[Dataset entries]
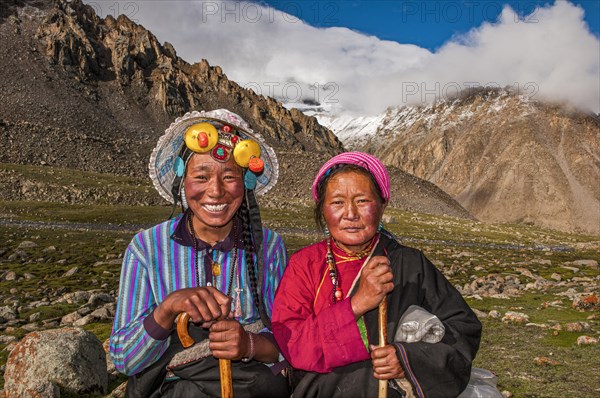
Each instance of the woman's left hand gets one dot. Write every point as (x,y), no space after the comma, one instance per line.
(228,340)
(386,365)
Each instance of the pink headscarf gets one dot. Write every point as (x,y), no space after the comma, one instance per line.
(360,159)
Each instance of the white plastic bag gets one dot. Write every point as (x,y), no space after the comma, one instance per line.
(417,324)
(482,384)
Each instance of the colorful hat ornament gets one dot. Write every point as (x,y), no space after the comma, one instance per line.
(222,134)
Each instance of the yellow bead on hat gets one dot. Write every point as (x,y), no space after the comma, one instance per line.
(244,151)
(201,137)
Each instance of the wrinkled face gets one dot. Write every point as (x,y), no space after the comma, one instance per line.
(213,190)
(352,210)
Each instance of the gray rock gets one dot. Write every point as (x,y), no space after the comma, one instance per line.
(45,362)
(86,320)
(35,317)
(98,299)
(8,313)
(71,272)
(10,276)
(70,318)
(586,263)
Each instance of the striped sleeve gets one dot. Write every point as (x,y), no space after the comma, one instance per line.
(275,263)
(131,348)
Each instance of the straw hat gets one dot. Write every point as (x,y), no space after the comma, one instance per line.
(166,163)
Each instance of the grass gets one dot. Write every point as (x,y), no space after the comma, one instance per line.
(463,249)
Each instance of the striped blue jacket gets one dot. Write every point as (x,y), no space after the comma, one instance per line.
(155,265)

→ **TASK PROMPT**: All lines from the one holding "Each instance of the gray" through the end of the entries need to be given again exactly. Leave out the others.

→ **SOLUTION TO THE PROBLEM**:
Each instance of the gray rock gets one dot. Write every point as (x,y), no space after the comma, one instance per line.
(45,362)
(86,320)
(35,317)
(98,299)
(8,313)
(71,272)
(10,276)
(70,318)
(586,263)
Each instance of the striped sleeve gets one dot. Write every point as (x,y), no space after the comma, one instance per line.
(275,263)
(131,348)
Each instance of the straw hat gets one dot. Write every point as (x,y), no space after the comma, one instance per line.
(166,163)
Each instance of the grass gets one dot. Write every point as (x,y), no space after the comma, one instance per line.
(463,249)
Each instance of the striped blue jacket gets one dot. Write every point as (x,y), no space after the comma, one instance per line.
(155,265)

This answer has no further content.